§ Fragmento del documento:
((

Recomiendo un texto: “17 y 18 de octubre en La Plata, Berisso y Ensenada”, de Daniel James, un historiador inglés, gran estudioso del peronismo, que explica que su interés en el peronismo radica en la tradición obrera, que llevan tanto el peronismo como él por su padre inglés y minero. Y sobre todo, es un gran estudioso de Berisso. La mejor entrevista que leí en mi vida es la conversación que él mantiene con una obrera del Frigorífico Swift, que había entrado a trabajar a mediados de la década de 1930, que protagoniza desde Swift el 17 de octubre y llega hasta Buenos Aires: Doña María Roldán. La entrevista es entrañable, entre otras cosas, porque deja en evidencia la relación que tenía este historiador con esta obrera para que ella cuente todo lo que cuenta y de la manera en que lo cuenta. En la tapa del libro donde aparece la entrevista a Doña María hay dos fotos: una foto de ella hablando en un acto del partido Laborista –ella estuvo con Cipriano Reyes e hizo campaña con él– y otra foto de ella con Menem, con Duhalde. Porque Menem, en la interna contra Cafiero, decide hacer su lanzamiento desde la casa de Doña María, con una percepción altísima de la política, por supuesto.

))

§ Datos proporcionados:
((

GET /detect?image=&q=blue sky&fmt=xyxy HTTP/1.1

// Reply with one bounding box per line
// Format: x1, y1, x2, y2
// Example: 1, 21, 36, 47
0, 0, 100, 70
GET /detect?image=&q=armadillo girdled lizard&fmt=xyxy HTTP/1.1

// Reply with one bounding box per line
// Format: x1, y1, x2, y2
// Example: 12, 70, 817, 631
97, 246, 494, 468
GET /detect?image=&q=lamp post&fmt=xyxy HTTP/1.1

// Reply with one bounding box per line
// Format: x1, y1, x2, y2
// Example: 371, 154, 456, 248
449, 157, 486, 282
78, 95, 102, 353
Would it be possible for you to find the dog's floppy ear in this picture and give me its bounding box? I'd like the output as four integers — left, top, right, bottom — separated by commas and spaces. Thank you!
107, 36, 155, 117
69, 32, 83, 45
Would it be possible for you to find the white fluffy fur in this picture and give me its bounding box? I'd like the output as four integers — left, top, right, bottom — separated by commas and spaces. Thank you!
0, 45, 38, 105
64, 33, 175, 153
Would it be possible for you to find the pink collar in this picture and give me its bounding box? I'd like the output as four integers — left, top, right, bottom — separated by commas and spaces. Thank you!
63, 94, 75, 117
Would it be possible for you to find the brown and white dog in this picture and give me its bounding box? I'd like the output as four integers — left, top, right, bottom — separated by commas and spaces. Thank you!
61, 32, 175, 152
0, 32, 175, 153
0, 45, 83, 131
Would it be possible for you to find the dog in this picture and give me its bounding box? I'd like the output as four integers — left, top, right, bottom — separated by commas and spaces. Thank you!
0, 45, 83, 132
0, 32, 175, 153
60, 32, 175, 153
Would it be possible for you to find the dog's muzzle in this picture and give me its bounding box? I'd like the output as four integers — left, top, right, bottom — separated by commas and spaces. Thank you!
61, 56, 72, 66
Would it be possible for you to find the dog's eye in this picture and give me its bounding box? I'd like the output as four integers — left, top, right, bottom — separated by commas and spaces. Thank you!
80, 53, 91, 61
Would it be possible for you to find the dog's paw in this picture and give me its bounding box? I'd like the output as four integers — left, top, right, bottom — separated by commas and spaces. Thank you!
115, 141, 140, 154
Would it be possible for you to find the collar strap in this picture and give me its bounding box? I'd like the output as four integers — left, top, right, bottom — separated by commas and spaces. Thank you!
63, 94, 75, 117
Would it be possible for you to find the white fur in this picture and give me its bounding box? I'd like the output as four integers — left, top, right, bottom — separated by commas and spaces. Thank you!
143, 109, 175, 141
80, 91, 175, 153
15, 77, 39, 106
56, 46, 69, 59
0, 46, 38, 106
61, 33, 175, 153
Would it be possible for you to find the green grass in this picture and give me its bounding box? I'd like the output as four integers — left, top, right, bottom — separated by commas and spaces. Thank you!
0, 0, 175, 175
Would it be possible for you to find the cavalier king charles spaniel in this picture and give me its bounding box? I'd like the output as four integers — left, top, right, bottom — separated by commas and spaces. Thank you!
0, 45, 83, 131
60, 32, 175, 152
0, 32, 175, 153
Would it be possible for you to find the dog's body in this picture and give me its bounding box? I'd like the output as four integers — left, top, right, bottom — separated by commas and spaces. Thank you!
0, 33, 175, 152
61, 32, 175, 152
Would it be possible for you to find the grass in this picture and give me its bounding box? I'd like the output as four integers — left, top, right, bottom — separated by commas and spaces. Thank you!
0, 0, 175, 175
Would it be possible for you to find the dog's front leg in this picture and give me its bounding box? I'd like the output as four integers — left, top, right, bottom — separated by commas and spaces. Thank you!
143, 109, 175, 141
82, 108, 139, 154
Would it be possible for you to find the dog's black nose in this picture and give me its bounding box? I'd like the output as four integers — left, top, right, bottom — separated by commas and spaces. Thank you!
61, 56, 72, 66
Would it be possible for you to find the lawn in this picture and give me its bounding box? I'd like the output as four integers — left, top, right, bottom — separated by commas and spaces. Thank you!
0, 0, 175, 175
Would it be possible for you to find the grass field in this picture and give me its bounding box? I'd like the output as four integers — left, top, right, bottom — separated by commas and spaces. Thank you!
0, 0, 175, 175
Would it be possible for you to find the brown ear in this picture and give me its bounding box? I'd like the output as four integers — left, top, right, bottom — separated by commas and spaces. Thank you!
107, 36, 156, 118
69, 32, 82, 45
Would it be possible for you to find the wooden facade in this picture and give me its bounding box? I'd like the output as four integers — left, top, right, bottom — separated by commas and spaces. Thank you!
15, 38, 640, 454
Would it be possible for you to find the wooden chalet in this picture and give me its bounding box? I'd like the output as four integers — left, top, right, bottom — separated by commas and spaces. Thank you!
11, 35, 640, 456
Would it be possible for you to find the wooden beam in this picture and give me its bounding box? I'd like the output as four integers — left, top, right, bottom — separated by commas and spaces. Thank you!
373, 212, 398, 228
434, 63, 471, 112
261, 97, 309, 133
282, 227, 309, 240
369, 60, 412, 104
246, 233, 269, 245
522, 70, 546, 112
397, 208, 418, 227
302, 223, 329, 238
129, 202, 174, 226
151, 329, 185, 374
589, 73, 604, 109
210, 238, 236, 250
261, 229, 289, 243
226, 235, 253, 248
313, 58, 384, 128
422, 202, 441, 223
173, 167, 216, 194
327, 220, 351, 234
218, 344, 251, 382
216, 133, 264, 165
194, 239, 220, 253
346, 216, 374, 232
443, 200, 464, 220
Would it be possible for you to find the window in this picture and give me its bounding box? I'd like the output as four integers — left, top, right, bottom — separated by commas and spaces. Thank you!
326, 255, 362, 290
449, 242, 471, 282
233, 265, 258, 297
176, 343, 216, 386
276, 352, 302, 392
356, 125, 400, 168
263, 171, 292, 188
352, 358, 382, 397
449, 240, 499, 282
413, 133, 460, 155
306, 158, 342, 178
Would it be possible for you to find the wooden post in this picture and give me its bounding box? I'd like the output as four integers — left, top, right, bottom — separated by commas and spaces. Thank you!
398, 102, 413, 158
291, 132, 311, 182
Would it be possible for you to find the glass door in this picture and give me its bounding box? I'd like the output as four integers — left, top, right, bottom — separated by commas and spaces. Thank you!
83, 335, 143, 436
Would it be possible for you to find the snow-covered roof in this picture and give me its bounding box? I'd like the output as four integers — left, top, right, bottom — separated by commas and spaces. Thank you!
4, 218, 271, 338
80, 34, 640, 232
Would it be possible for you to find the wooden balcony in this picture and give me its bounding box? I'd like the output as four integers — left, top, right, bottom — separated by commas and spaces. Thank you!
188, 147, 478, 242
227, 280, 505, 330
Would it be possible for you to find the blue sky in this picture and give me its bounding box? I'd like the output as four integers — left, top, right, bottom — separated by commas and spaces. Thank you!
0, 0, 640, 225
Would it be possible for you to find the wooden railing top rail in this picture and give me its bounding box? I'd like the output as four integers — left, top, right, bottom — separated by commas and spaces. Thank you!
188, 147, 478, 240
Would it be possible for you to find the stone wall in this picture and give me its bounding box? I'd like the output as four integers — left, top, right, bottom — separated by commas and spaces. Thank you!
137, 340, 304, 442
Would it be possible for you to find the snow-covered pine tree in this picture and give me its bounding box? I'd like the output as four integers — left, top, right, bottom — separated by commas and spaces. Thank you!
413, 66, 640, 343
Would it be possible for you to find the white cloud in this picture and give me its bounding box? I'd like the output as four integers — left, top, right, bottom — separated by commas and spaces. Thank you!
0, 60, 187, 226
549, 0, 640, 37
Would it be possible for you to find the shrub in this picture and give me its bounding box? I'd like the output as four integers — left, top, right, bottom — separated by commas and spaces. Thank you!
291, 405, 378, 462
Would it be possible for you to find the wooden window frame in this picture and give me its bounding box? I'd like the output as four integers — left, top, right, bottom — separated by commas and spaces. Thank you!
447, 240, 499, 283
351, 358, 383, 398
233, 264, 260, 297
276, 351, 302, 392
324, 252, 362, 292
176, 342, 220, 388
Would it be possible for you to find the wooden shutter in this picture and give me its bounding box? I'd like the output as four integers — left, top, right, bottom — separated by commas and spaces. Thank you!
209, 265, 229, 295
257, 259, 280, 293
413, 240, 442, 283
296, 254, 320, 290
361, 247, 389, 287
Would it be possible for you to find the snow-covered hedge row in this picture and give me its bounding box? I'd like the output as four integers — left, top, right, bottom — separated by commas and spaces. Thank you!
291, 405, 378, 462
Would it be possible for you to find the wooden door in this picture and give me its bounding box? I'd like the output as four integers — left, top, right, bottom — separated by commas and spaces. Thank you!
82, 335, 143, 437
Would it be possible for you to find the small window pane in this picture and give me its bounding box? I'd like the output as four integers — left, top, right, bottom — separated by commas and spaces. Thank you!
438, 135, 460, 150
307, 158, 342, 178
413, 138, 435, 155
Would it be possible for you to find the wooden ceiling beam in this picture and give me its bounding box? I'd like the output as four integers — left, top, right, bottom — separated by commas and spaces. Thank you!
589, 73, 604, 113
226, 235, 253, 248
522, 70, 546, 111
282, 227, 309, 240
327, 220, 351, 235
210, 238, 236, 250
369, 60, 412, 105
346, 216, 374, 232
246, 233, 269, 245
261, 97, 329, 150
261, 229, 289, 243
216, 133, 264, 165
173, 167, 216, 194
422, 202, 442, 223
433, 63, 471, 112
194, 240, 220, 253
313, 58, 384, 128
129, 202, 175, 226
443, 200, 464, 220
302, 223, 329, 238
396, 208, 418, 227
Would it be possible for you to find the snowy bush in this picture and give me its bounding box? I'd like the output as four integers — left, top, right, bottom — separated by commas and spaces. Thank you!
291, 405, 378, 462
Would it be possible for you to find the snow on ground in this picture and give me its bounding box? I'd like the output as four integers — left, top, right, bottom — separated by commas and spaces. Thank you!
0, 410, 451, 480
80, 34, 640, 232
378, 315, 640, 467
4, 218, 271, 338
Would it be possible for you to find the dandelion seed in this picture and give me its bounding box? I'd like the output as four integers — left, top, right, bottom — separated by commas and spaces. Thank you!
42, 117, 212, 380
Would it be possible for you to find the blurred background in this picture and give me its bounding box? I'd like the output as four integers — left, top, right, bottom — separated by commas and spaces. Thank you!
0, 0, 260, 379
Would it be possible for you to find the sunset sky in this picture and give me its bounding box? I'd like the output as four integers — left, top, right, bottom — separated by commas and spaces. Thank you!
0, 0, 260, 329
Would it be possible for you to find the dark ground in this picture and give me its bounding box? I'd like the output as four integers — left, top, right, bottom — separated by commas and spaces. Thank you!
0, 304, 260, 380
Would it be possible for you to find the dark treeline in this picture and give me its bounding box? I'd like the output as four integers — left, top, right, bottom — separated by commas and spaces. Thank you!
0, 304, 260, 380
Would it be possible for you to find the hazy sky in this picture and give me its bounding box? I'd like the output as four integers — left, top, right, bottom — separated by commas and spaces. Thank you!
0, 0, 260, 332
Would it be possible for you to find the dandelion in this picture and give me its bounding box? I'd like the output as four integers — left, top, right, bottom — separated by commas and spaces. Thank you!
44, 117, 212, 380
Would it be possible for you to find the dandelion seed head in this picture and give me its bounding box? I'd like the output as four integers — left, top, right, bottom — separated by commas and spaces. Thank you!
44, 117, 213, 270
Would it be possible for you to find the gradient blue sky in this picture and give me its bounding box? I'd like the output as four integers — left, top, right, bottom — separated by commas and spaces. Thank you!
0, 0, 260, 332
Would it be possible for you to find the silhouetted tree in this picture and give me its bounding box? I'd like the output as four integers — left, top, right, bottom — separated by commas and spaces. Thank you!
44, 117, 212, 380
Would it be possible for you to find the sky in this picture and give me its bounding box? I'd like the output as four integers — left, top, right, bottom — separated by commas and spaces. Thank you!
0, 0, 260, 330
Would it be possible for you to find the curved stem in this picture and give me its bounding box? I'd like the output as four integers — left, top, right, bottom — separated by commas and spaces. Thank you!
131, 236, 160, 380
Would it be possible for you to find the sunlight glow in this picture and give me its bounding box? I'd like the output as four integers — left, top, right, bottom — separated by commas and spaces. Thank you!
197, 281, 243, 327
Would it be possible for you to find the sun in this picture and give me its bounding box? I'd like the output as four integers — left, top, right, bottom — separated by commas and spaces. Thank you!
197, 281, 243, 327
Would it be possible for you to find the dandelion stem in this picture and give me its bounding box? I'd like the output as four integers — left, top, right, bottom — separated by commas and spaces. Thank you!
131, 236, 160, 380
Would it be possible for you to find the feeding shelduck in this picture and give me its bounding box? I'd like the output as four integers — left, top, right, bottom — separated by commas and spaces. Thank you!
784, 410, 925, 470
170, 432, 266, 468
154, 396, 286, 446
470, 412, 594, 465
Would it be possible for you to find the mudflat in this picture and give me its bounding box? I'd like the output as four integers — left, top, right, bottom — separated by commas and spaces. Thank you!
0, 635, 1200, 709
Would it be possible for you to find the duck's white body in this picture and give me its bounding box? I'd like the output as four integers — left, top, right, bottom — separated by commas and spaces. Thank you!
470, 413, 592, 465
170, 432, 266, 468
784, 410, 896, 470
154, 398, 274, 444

))

§ Consigna:
Enumere, en el orden en que aparecen, todas las personas nombradas en el fragmento del documento.

§ Solución:
1. Daniel James
2. Doña María Roldán
3. Cipriano Reyes
4. Menem
5. Duhalde
6. Cafiero